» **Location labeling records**
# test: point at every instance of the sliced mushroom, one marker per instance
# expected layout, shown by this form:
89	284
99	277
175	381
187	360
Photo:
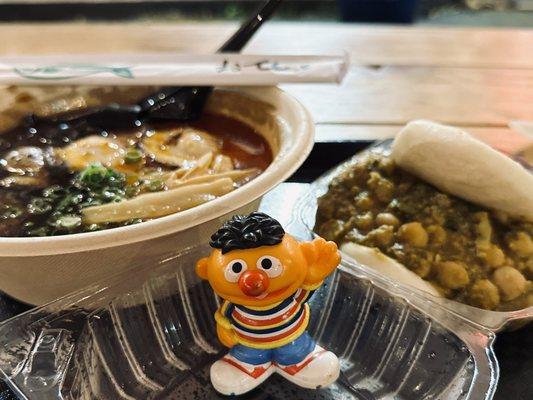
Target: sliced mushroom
26	160
38	181
180	147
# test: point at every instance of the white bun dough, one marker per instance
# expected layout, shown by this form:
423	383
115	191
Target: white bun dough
387	266
454	162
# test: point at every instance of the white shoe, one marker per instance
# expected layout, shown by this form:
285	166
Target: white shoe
319	369
230	376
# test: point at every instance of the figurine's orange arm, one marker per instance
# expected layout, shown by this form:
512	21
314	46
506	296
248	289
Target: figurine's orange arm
322	259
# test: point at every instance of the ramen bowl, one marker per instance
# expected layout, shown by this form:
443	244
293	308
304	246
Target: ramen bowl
37	270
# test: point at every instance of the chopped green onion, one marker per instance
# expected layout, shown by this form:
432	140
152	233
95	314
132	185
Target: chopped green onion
9	212
39	205
93	175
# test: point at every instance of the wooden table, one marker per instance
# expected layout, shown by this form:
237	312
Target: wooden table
479	79
476	78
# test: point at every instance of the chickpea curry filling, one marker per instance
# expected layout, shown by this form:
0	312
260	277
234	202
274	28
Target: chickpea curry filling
470	254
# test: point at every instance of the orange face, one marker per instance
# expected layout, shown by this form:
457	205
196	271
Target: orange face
256	277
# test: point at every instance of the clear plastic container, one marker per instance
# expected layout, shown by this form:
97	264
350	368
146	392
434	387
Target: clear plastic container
306	209
152	336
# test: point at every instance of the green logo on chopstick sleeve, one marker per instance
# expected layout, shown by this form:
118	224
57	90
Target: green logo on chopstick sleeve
59	72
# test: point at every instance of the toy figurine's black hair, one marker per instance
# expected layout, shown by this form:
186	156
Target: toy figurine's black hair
247	232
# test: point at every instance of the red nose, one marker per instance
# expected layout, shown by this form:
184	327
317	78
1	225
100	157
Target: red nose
253	283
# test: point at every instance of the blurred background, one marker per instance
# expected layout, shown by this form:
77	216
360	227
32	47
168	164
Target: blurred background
504	13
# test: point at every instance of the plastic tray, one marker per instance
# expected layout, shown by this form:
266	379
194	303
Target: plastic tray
306	212
152	336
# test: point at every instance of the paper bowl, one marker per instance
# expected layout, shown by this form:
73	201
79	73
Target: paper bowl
38	270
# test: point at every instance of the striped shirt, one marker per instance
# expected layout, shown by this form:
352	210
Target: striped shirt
267	327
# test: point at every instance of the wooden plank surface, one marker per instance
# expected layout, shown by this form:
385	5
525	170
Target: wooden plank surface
478	78
367	45
503	139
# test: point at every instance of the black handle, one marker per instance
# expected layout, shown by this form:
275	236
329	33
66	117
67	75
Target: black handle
187	103
239	39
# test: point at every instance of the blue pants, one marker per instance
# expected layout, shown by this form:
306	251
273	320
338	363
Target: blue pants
290	354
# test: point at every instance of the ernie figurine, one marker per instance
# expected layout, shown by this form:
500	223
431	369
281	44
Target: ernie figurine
265	278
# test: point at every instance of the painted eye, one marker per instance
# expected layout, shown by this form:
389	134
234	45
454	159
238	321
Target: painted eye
271	265
234	269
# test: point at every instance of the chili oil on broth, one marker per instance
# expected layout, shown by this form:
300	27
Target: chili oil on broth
55	182
470	254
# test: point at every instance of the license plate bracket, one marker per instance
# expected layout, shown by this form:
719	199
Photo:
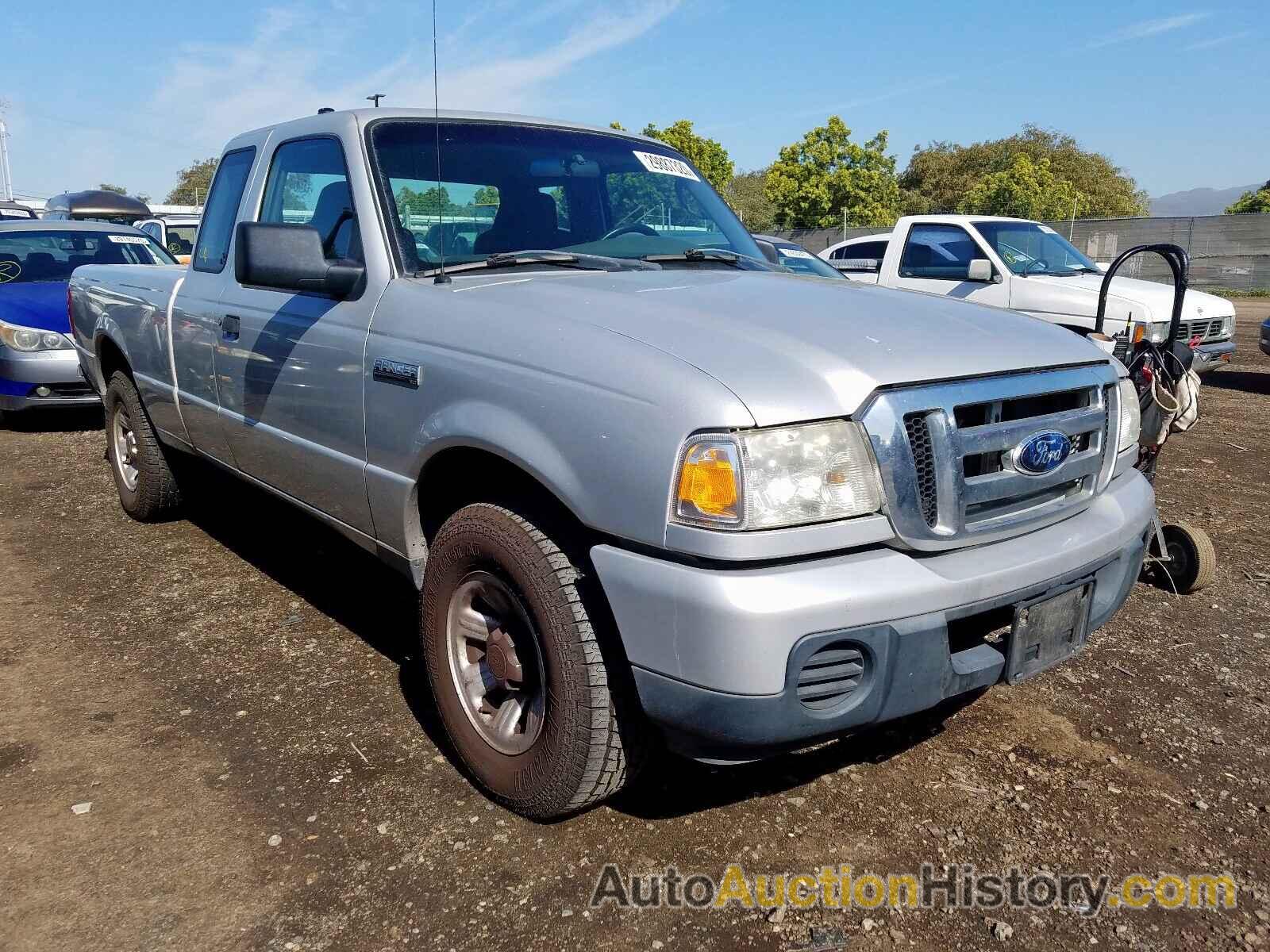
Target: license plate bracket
1048	630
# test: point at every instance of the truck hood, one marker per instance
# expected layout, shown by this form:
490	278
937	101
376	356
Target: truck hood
791	348
1079	295
40	305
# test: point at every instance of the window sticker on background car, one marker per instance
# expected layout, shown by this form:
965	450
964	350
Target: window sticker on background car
666	165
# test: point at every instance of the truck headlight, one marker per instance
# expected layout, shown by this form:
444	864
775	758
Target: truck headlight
1130	416
768	479
29	340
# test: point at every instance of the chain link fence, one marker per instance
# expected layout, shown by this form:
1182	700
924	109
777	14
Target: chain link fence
1226	251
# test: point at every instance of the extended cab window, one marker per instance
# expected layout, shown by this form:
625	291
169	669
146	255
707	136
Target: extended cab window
941	251
309	186
876	251
221	211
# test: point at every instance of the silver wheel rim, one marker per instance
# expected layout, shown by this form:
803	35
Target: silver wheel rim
495	663
124	441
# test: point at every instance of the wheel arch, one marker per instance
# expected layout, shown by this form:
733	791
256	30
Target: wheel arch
473	471
111	357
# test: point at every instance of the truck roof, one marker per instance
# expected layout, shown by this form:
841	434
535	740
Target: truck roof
962	219
64	225
359	118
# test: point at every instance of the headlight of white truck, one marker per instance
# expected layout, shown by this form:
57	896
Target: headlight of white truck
1130	416
776	478
29	340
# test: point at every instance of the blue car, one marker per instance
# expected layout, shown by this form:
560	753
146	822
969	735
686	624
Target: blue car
38	366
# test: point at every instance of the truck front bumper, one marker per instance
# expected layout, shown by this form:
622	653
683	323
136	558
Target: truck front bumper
1210	357
718	654
42	378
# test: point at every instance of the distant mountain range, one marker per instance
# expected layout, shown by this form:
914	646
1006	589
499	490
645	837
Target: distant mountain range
1199	201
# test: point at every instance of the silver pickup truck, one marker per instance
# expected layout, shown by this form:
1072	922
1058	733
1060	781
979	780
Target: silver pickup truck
649	488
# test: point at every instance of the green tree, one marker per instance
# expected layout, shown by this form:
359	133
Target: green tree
827	178
1253	202
943	173
747	196
194	183
1026	190
710	158
433	201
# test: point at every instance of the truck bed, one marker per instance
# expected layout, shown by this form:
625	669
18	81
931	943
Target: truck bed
133	298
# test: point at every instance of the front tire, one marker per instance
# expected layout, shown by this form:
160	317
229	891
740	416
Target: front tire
148	489
516	670
1191	562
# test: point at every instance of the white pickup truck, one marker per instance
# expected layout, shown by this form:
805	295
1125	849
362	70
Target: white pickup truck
1029	267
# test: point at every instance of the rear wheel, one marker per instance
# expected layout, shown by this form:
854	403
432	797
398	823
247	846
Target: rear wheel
525	693
148	489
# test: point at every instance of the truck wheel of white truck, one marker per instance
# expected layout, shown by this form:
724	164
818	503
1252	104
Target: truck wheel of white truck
148	490
524	691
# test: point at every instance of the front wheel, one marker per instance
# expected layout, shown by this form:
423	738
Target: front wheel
1191	564
524	691
148	489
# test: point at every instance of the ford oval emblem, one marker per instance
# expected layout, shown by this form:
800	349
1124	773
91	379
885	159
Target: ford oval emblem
1041	452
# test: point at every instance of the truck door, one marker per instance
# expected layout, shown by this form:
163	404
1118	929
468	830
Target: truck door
291	374
196	319
937	259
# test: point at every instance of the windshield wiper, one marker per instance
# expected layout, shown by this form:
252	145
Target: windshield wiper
715	254
560	259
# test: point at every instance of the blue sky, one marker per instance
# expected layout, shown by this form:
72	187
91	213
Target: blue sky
130	93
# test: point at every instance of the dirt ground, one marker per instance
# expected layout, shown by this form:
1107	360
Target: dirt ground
239	698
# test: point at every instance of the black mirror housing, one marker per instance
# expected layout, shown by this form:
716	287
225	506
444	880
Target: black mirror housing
291	258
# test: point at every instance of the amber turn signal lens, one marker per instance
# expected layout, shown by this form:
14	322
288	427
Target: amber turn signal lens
708	482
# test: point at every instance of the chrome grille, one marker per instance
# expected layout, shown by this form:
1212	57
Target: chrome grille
1203	329
944	452
924	465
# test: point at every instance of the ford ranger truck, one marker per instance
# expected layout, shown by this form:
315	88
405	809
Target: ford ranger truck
649	486
1029	267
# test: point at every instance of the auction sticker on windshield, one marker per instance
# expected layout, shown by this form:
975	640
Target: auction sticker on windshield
666	165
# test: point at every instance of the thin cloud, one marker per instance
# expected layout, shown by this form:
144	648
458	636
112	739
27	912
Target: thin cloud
1149	29
1217	41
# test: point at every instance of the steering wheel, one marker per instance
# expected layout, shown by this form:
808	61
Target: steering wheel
638	228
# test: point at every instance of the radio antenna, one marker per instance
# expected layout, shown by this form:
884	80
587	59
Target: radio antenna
442	278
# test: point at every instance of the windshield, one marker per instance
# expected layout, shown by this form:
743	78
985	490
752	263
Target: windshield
32	257
1028	248
802	262
512	188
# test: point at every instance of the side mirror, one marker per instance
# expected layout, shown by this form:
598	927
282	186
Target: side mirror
768	251
979	270
290	258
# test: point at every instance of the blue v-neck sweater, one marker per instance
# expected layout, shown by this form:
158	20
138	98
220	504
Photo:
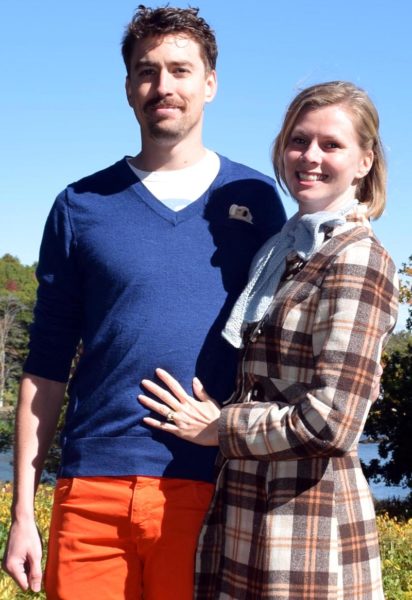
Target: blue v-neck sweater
142	287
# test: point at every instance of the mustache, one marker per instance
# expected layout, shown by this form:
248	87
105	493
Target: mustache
159	102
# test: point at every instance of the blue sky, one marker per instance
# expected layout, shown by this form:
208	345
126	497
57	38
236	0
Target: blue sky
63	112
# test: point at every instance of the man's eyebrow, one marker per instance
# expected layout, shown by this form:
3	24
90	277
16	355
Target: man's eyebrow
145	62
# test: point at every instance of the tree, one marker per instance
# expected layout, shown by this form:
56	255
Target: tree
10	329
17	295
390	419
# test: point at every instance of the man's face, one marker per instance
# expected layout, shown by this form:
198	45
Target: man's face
168	86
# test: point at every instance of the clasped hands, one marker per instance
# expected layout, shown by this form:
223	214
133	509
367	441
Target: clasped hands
192	419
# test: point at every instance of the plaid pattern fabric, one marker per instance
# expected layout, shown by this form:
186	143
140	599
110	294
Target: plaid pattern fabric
292	517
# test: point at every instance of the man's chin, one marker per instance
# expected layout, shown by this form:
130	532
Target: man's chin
165	134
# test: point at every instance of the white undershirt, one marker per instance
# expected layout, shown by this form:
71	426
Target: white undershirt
177	189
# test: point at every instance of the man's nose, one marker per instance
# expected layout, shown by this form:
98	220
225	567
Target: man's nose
164	83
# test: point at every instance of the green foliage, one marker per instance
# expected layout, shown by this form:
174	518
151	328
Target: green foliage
390	421
20	281
395	540
17	296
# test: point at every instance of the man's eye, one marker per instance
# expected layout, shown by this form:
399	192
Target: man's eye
145	72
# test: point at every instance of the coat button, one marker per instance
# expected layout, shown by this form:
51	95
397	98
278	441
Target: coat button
257	392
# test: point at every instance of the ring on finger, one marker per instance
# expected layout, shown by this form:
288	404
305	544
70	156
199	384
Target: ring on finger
170	417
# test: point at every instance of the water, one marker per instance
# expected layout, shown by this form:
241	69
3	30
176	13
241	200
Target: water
379	490
366	452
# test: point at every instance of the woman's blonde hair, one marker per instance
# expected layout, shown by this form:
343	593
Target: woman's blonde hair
371	189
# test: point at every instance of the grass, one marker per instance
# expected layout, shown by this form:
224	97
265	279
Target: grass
395	538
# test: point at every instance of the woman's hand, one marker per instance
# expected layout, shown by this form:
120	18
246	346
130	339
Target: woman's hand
187	418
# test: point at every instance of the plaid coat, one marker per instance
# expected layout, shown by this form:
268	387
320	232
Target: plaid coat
292	517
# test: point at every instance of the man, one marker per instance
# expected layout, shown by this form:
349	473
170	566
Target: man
142	263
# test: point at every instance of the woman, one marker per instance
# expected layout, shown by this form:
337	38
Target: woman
292	516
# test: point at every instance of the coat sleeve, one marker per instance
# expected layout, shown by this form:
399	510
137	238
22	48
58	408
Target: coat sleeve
354	314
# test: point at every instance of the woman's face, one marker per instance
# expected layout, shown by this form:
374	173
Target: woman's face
323	159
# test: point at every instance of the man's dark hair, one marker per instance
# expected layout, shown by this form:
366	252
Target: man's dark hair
167	20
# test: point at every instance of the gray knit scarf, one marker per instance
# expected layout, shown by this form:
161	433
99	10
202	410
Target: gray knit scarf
303	234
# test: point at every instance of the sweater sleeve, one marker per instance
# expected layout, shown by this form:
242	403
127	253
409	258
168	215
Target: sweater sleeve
354	314
55	331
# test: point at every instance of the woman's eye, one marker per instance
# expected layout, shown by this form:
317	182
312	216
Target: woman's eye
298	141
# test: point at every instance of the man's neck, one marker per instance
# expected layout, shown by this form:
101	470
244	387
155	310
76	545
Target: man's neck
159	157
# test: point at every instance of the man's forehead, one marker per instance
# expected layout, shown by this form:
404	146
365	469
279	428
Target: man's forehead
173	42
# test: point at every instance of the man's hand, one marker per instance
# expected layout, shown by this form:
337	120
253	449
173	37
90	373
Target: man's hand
22	559
191	419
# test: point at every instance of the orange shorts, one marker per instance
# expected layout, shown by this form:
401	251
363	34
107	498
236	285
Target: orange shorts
124	538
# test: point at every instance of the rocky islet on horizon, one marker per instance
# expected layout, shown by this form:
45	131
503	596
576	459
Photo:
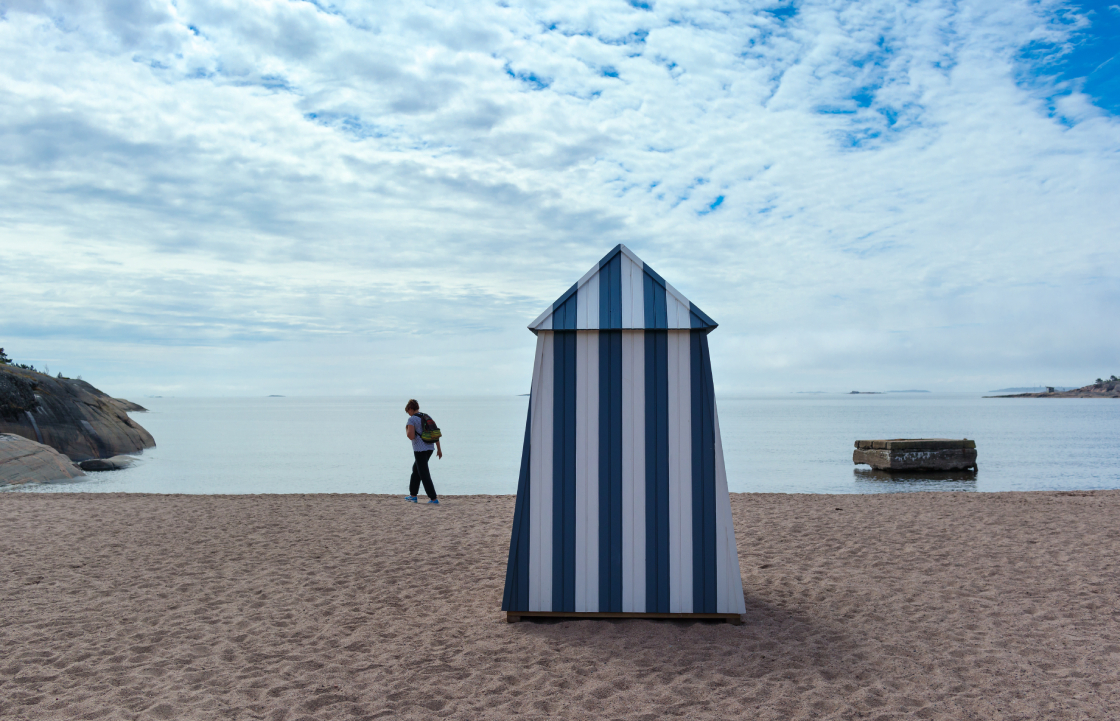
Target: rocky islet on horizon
67	419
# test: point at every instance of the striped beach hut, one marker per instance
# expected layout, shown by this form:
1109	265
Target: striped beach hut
622	503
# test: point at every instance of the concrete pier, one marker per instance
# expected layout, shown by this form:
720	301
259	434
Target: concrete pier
916	453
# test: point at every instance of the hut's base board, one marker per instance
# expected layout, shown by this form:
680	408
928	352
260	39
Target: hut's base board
513	617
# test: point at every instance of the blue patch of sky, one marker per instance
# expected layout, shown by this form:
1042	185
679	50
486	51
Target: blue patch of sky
711	206
1088	61
633	38
783	12
351	124
530	78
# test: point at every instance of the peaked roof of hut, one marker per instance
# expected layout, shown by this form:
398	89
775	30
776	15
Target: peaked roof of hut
621	291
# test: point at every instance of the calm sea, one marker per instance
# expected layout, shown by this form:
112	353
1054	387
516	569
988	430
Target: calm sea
784	443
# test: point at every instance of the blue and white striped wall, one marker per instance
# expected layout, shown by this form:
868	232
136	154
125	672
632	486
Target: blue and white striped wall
622	501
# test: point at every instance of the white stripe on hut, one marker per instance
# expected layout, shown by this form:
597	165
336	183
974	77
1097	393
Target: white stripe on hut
622	503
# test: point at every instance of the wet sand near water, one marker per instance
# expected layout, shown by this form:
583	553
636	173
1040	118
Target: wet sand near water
905	606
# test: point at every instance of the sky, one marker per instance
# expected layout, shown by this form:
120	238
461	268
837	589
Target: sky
249	197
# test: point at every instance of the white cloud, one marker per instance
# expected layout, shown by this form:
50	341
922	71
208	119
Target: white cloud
363	188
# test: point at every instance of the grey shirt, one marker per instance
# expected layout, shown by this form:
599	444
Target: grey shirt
418	443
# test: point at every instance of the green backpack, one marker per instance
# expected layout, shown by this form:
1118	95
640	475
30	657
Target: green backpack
429	432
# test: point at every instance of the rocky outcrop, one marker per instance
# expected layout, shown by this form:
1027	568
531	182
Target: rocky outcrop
70	415
117	462
1106	390
25	461
129	406
916	453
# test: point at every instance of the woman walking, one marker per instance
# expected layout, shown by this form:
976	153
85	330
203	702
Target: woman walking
422	452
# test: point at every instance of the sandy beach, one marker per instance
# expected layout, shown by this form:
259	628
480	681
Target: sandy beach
927	606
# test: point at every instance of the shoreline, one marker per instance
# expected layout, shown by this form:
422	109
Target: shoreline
301	606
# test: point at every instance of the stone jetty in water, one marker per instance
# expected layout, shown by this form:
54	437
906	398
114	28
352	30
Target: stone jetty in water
916	453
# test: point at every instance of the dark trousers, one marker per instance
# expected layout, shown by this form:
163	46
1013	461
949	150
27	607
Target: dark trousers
420	473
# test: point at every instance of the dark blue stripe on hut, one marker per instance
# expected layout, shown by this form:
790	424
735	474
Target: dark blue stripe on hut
515	597
655	312
563	474
656	470
610	470
703	476
610	292
563	311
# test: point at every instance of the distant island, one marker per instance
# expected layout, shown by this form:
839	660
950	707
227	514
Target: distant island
1101	389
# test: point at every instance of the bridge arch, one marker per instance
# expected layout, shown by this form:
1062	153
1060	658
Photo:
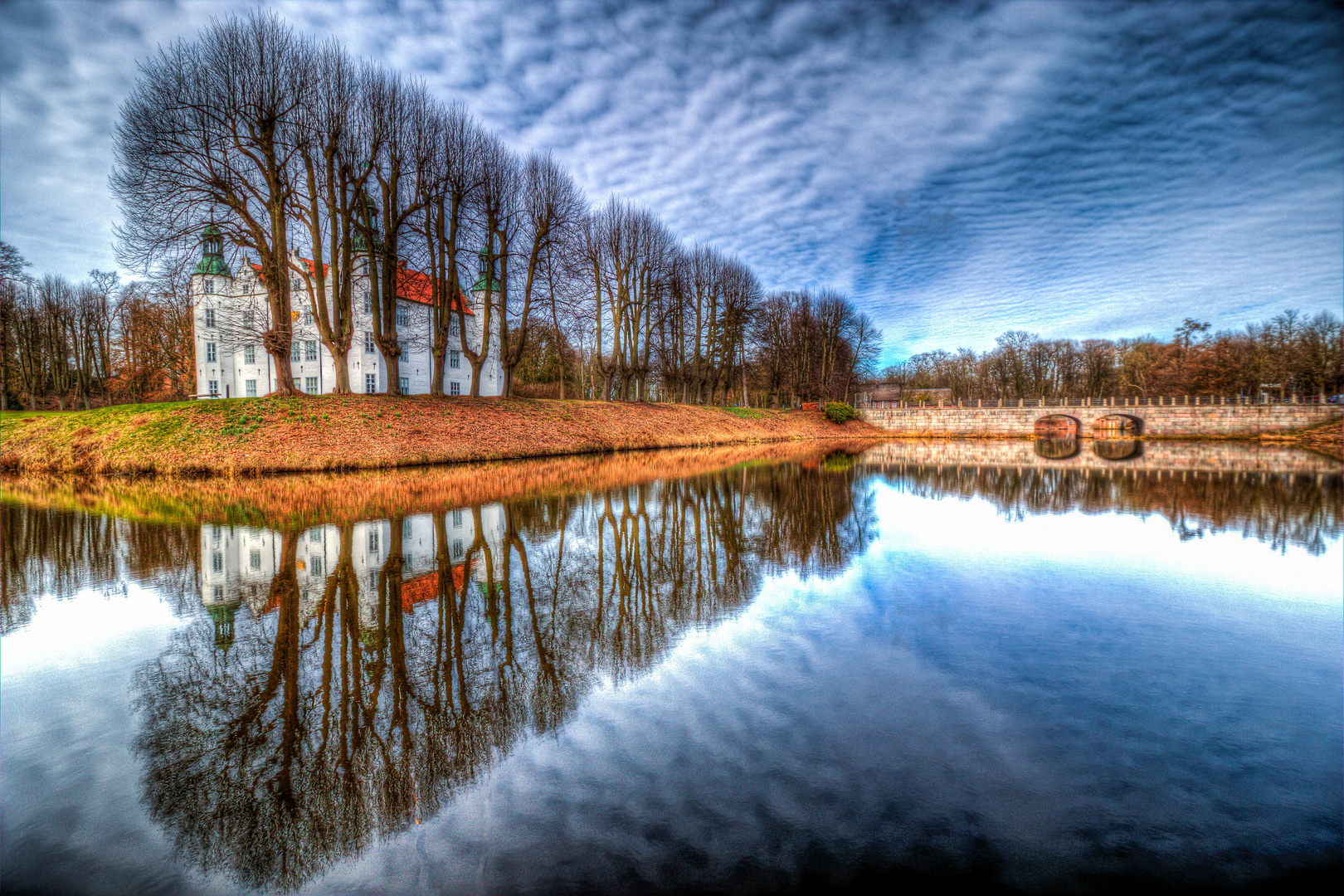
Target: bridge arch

» **Exercise directions**
Extract, word for word, every line from the one holding "# test: point at every instance of the rocky outcrop, one" through the closing line of the data above. Do not include any pictures.

» **Output for this task**
# test: point at every instance of the rocky outcrop, one marker per instance
# expected layout, shown by this form:
1027	568
531	182
Target: rocky outcrop
70	415
117	462
1106	390
25	461
129	406
916	453
# test: point at every instance of the woman walking, one marker per instance
# expected layout, shown by this form:
976	153
85	330
203	702
Target: woman walking
422	452
# test: point at every instance of the sandy beach, one marker per instance
# expected layout, shown by this form:
259	628
480	681
Target: sandy beach
927	606
# test: point at every instance of the shoreline, one marker per instance
# expected layout, shown by this form:
422	109
Target: shoreline
301	606
# test: point at every instance of the stone jetty in water, one marker per instance
# expected layout, shown by this form:
54	437
906	398
114	28
352	30
Target: stone jetty in water
916	453
# test: point at every instance of the dark trousers, one marker per instance
# expected layout, shown by this form:
163	46
1013	461
949	150
27	607
Target: dark trousers
420	473
# test: point at every instance of the dark blue stripe on hut, one marker per instance
# expected layout, shown by this form:
790	424
735	474
Target: dark blue stripe on hut
515	597
655	312
563	474
656	470
610	470
703	476
610	292
563	311
# test: point at every instance of the distant island, one marker per instance
# expected layout, shown by this form:
839	660
950	707
227	514
Target: distant island
1101	389
# test: point at every instance of the bridge arch, one marker per instance
# expected layout, shown by this form:
1062	153
1060	658
Photo:
Target: bridge arch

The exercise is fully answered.